## Stated task
Reproduce the listing below line for line, leaving out the pictures.

BEGIN Records for this task

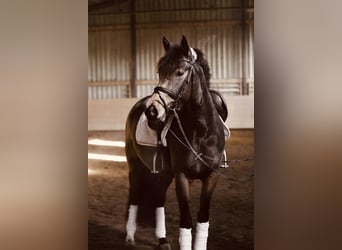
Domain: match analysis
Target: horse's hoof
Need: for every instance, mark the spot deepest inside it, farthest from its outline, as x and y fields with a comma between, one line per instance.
x=129, y=242
x=165, y=246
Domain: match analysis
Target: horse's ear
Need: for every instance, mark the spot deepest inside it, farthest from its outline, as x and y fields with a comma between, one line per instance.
x=166, y=44
x=185, y=46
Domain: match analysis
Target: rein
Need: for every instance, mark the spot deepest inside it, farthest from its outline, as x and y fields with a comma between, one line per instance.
x=174, y=107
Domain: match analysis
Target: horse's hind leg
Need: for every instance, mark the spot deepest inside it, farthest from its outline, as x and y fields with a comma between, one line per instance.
x=182, y=191
x=202, y=227
x=134, y=193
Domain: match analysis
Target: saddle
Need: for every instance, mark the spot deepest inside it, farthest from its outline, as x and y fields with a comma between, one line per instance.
x=148, y=137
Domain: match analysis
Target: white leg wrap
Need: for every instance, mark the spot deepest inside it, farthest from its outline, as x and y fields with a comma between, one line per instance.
x=201, y=236
x=160, y=223
x=131, y=225
x=185, y=238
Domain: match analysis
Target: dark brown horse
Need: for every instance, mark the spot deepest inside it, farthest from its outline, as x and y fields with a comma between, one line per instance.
x=185, y=115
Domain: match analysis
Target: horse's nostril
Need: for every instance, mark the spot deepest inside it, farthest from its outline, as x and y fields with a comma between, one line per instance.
x=151, y=113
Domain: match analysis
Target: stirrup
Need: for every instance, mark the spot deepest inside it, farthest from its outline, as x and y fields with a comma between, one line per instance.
x=225, y=164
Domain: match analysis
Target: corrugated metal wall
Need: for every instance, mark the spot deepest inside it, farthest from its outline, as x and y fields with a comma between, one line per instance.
x=217, y=32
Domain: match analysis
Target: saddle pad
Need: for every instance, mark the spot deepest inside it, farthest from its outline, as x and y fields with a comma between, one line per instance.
x=144, y=135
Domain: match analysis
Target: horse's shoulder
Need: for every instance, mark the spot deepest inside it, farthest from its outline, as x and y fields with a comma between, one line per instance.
x=219, y=103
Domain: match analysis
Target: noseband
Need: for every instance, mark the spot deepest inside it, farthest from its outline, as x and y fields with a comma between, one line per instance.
x=176, y=96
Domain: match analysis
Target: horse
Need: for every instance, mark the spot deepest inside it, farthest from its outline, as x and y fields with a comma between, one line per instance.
x=187, y=118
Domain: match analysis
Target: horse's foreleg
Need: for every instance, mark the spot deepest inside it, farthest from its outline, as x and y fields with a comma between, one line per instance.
x=131, y=224
x=134, y=194
x=182, y=191
x=160, y=229
x=202, y=227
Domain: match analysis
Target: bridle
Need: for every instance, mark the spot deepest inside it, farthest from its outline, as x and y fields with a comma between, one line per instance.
x=176, y=96
x=172, y=108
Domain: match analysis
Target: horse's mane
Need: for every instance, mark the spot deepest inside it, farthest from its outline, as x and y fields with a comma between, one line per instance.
x=170, y=61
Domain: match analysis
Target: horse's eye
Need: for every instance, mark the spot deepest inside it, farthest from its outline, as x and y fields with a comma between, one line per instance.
x=179, y=73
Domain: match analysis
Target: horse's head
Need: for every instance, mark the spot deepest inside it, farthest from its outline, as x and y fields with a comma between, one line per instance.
x=181, y=71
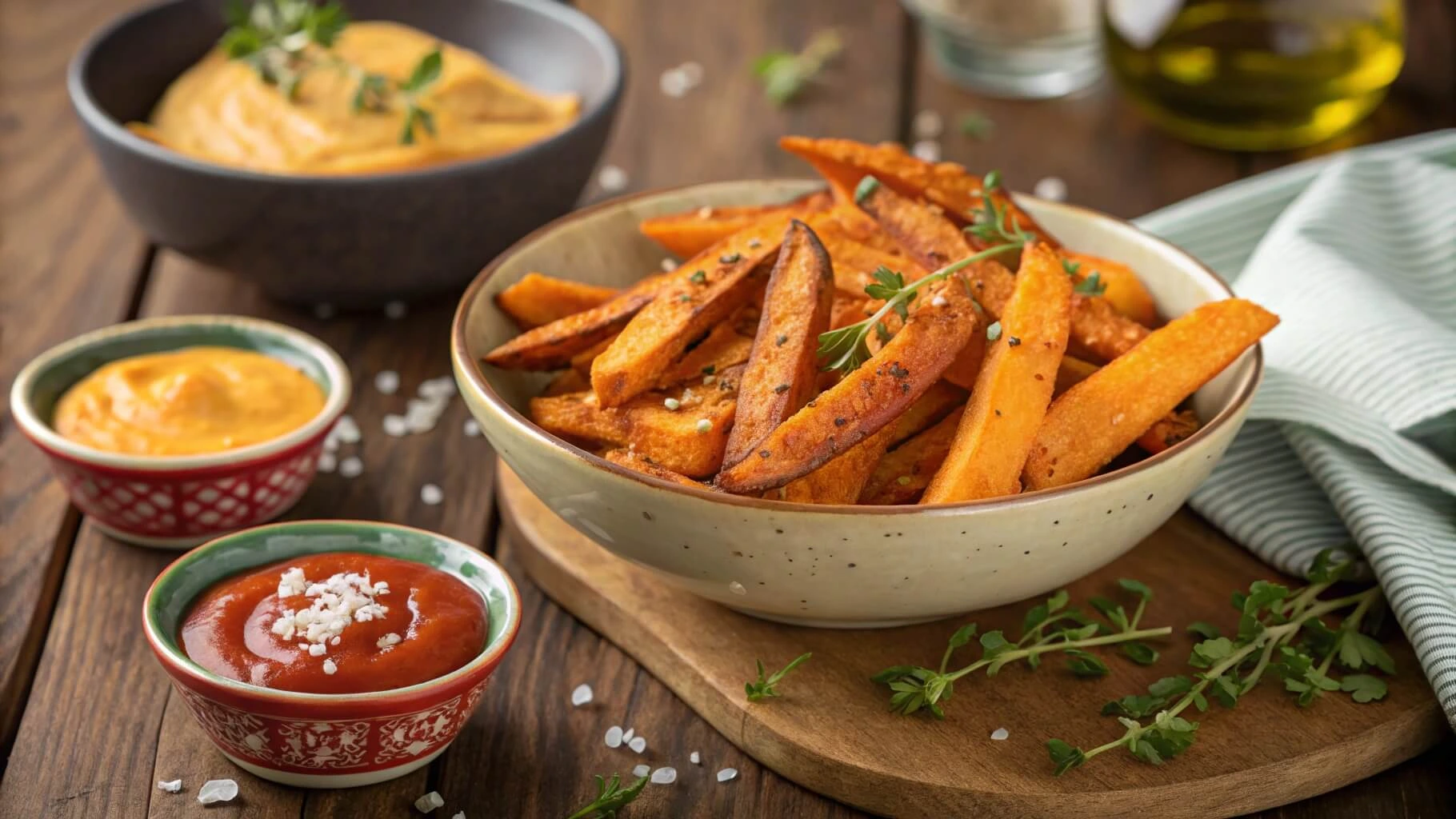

END Records for this task

## Solution to the exercise
Domain: match analysis
Target: horse's hoof
Need: for every instance, mark the spot deepest inside it, farthest from its outline, as x and y fields with a comma between, one line per instance.
x=129, y=242
x=165, y=246
Domain: match analysis
Target: horse's ear
Need: for every instance, mark the spot deepest inside it, farthest from its outline, as x and y fields with a comma between, one line per instance.
x=166, y=44
x=185, y=46
Domain: match analysis
Target: rein
Need: for every instance, mark the spot deepest inside it, farthest from its outline, as x and y fields with a comma between, one line per instance.
x=174, y=107
Domain: match analysis
Target: horse's hind leg
Need: for every instance, mark the spot deepest inside it, farthest from its outline, as x and y fields with a comma between, one line per instance.
x=182, y=191
x=202, y=227
x=134, y=193
Domain: match analysis
Target: saddle
Need: for every instance, mark the spot deepest inside it, farthest from its outline, as x and y fields with a comma between, one line per instance.
x=148, y=137
Domain: match analysis
Target: white leg wrap
Need: for every instance, mark the spot deepest inside it, farthest from its outline, as x and y fields with a comma between, one line per instance.
x=201, y=236
x=160, y=223
x=131, y=225
x=185, y=238
Domain: match analysis
Target: dark brown horse
Need: for every instance, mark the spot deepest inside it, farthest from its outline, as x and y fields with a comma between, one line per instance.
x=185, y=115
Domain: match analysis
Target: horse's nostril
Need: for every instance, mark the spot deepest inside it, farthest from its outline, as x and y fields with a comma between, one line per instance.
x=151, y=113
Domain: match analysis
Target: stirrup
Need: for every instance, mark the spot deepest inside it, farthest from its outline, as x and y fields with a comma between, one line per instance.
x=225, y=164
Domain: match analysis
Target: corrugated metal wall
Need: for every instance, mark the spot deepest inside it, farthest from its outline, as x and y fields with a comma between, one line per instance.
x=217, y=32
Domain: match analysis
Target: saddle pad
Need: for every instance, mark the spot deepest inside it, farthest from its outline, as x and y fields with a comma between, one line per instance.
x=144, y=135
Domain: match analysis
Target: horse's shoulder
Need: for every instance, mark the spot deepest inside it, farthest from its outline, as x and y fields with a comma between, one line per instance.
x=219, y=103
Domain: match analysis
Target: noseband
Need: for every instance, mark the spot deepest inside it, farthest from its outline, as x and y fields with a comma between, one line per instance.
x=176, y=96
Domain: match analysis
Target: horse
Need: for every instance, mark the spot deepest inside it, farthest from its outline, as x and y fields with a comma between, one line per instance.
x=187, y=118
Domain: match analysis
Target: horse's foreleg
Need: for every instance, mark the spot deepest inside it, farthest from its outline, as x and y fields with a comma between, one line per instance.
x=131, y=224
x=134, y=194
x=182, y=191
x=160, y=229
x=202, y=227
Domain: match analysis
Target: bridle
Need: for every instance, mark the spot deepest inside it, farthest from its outline, as x and y fields with a comma between, one line per instance.
x=176, y=96
x=172, y=108
Domain: match analysis
Target: horse's mane
Need: for every instance, mark the spot deepest inside it, farthest from its outline, as x and y fields with a comma between, one line per instance.
x=170, y=61
Domain: match analysis
Target: horse's eye
Need: for every instance, mark the spot deepest inside it, farthest from its outline, as x and y fields with a comma between, one line per instance.
x=179, y=73
Domain: match analysis
Target: horse's head
Need: for every instance, mark the spot deepest inside it, farthest from its outline, as x and y fields with a comma between, one line per instance.
x=181, y=71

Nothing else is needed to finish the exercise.